Given data:
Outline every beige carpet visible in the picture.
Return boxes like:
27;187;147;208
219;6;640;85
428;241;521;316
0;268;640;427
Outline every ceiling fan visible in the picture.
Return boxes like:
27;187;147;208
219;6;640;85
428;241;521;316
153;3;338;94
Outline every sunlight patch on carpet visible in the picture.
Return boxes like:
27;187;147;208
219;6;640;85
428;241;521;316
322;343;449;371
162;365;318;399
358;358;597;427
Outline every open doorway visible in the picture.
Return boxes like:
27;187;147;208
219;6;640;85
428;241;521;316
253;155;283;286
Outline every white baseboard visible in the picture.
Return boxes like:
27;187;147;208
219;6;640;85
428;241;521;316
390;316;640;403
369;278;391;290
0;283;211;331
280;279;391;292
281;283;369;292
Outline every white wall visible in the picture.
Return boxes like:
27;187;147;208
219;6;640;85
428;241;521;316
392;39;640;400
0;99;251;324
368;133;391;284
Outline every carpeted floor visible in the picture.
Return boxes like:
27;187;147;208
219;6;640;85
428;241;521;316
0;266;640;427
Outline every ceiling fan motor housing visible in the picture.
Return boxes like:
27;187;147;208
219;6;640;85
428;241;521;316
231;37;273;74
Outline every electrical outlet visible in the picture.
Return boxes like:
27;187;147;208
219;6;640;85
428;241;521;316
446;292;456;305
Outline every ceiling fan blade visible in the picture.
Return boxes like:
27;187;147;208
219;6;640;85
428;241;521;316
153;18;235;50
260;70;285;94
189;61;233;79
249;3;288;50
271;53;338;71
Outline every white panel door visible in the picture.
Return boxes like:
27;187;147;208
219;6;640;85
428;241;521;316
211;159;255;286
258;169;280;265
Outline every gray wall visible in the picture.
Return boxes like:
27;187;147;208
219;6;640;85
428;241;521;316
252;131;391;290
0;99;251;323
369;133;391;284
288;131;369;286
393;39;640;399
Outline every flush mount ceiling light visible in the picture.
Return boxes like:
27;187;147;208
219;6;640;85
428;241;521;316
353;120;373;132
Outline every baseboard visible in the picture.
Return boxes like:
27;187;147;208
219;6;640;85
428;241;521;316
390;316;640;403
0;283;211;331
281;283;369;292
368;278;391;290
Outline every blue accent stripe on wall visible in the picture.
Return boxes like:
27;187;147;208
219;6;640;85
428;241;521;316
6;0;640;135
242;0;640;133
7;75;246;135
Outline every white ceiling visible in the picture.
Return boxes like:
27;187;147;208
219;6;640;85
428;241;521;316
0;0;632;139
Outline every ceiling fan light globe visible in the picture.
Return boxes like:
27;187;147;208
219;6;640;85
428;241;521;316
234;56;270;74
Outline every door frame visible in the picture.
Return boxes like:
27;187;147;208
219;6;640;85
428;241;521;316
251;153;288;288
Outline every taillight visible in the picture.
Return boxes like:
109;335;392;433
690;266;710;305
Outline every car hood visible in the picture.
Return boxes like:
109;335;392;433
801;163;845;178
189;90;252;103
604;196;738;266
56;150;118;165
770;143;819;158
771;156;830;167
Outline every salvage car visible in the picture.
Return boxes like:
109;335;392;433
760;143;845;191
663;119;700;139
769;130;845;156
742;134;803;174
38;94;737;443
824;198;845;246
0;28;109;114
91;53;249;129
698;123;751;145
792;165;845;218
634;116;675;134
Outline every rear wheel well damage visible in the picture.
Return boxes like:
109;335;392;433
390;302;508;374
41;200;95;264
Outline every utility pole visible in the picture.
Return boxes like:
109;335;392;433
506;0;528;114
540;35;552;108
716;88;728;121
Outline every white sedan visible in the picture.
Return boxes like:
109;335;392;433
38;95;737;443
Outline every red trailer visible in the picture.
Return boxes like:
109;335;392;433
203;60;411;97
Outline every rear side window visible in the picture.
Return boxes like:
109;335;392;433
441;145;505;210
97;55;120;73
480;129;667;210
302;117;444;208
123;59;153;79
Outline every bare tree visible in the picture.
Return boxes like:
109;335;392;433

Short task: Repeat everything from the start of the rows down to the line containing "153;3;338;94", both ends included.

Solution for this problem:
Outline every beige carpet visible in the picture.
Return boxes like:
27;187;147;208
219;6;640;85
428;241;521;316
0;268;640;427
Outline every ceiling fan visible in the picture.
Return boxes like:
27;187;147;208
219;6;640;85
428;241;521;316
153;3;338;94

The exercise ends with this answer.